| DATA SHOWN |

## Begin

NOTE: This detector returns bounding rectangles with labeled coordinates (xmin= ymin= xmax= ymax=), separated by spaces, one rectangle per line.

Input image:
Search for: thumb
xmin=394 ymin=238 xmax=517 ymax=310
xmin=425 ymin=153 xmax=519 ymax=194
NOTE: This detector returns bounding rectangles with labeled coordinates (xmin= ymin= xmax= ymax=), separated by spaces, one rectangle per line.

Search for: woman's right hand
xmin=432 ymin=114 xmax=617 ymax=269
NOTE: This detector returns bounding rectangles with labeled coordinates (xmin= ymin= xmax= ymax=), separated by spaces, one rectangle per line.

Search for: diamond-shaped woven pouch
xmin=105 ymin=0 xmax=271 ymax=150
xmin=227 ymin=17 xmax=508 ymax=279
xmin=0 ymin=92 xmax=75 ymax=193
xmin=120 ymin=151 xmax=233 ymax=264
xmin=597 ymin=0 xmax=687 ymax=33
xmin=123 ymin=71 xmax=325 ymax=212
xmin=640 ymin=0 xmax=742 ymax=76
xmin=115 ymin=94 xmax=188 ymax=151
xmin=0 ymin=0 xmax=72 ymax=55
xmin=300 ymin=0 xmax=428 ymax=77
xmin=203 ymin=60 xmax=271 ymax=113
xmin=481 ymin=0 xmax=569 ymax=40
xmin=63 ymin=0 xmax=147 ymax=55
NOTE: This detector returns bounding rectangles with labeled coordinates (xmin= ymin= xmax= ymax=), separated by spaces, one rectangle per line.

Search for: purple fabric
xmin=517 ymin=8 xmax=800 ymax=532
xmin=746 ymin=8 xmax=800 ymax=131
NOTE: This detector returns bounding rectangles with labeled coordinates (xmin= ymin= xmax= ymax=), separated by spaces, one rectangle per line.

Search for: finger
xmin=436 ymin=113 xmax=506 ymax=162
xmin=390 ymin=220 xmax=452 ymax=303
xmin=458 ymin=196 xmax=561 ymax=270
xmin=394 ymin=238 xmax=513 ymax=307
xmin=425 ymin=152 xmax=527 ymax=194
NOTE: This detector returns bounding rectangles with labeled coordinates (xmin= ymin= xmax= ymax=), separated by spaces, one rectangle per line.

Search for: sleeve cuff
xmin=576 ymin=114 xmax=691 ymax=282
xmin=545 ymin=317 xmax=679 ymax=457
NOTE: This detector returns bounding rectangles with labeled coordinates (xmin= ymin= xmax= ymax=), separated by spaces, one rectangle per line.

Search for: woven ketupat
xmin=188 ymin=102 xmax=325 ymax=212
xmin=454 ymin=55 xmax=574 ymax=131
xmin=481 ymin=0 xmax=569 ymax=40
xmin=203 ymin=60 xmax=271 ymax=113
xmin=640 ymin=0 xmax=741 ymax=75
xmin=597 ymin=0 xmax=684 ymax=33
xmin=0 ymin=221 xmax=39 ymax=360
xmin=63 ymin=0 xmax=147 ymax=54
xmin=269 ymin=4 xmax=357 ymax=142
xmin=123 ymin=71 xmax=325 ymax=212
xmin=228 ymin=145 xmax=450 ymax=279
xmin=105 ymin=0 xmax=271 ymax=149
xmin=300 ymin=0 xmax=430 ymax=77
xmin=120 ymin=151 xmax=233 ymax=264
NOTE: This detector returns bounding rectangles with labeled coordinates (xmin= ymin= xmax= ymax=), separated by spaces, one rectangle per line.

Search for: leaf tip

## End

| WHAT THIS TASK INVOLVES |
The records above should be repeated in full, exactly as given.

| ANSWER TO THIS EXERCISE |
NOTE: This detector returns bounding rectangles with labeled coordinates (xmin= ymin= xmax= ymax=), separated by spaces, one rectangle per line.

Input image:
Search for: thumb
xmin=394 ymin=238 xmax=517 ymax=310
xmin=425 ymin=153 xmax=519 ymax=194
NOTE: This detector returns bounding rectangles with labeled coordinates (xmin= ymin= xmax= ymax=), separated by spaces, one rectangle per line.

Search for: woman's right hand
xmin=432 ymin=114 xmax=617 ymax=269
NOTE: This detector returns bounding rectangles with labeled coordinates (xmin= ymin= xmax= ymax=), separated by spaces, one rectangle per line.

Search for: diamond-shaped woven pouch
xmin=105 ymin=0 xmax=271 ymax=150
xmin=227 ymin=17 xmax=508 ymax=279
xmin=0 ymin=92 xmax=75 ymax=193
xmin=120 ymin=151 xmax=233 ymax=264
xmin=597 ymin=0 xmax=687 ymax=33
xmin=123 ymin=71 xmax=325 ymax=212
xmin=640 ymin=0 xmax=742 ymax=76
xmin=115 ymin=94 xmax=188 ymax=151
xmin=0 ymin=0 xmax=72 ymax=55
xmin=300 ymin=0 xmax=428 ymax=77
xmin=203 ymin=60 xmax=271 ymax=113
xmin=481 ymin=0 xmax=569 ymax=40
xmin=63 ymin=0 xmax=147 ymax=55
NOTE: This detector returns bounding rectangles with labeled coordinates (xmin= ymin= xmax= ymax=), separated by spaces, one rectangle per line.

Search for: purple fabric
xmin=517 ymin=8 xmax=800 ymax=532
xmin=746 ymin=8 xmax=800 ymax=131
NOTE: This detector returns bounding rectangles with labeled coordinates (xmin= ymin= xmax= ymax=), separated by spaces, one rectangle per line.

Search for: finger
xmin=436 ymin=113 xmax=506 ymax=162
xmin=390 ymin=220 xmax=452 ymax=303
xmin=458 ymin=196 xmax=561 ymax=270
xmin=394 ymin=238 xmax=513 ymax=307
xmin=425 ymin=152 xmax=527 ymax=194
NOTE: This detector returns bounding rectangles with labeled coordinates (xmin= ymin= xmax= ymax=), separated by spaces, one rectangle per line.

Search for: sleeve cuff
xmin=576 ymin=114 xmax=691 ymax=282
xmin=545 ymin=317 xmax=679 ymax=457
NOTE: This detector returns bounding rectangles with labeled coordinates (xmin= ymin= xmax= ymax=), separated by spaces, one rectangle per line.

Search for: woven ketupat
xmin=188 ymin=102 xmax=325 ymax=212
xmin=454 ymin=55 xmax=574 ymax=131
xmin=481 ymin=0 xmax=569 ymax=40
xmin=203 ymin=60 xmax=271 ymax=113
xmin=640 ymin=0 xmax=741 ymax=75
xmin=597 ymin=0 xmax=684 ymax=33
xmin=0 ymin=221 xmax=39 ymax=360
xmin=63 ymin=0 xmax=147 ymax=54
xmin=269 ymin=4 xmax=357 ymax=142
xmin=123 ymin=71 xmax=325 ymax=212
xmin=228 ymin=145 xmax=450 ymax=279
xmin=105 ymin=0 xmax=271 ymax=149
xmin=300 ymin=0 xmax=430 ymax=77
xmin=120 ymin=151 xmax=233 ymax=264
NOTE: This detector returns bounding rectangles with labeled coordinates (xmin= ymin= xmax= ymax=), separated by spaces, one rectangle per line.

Search for: leaf tip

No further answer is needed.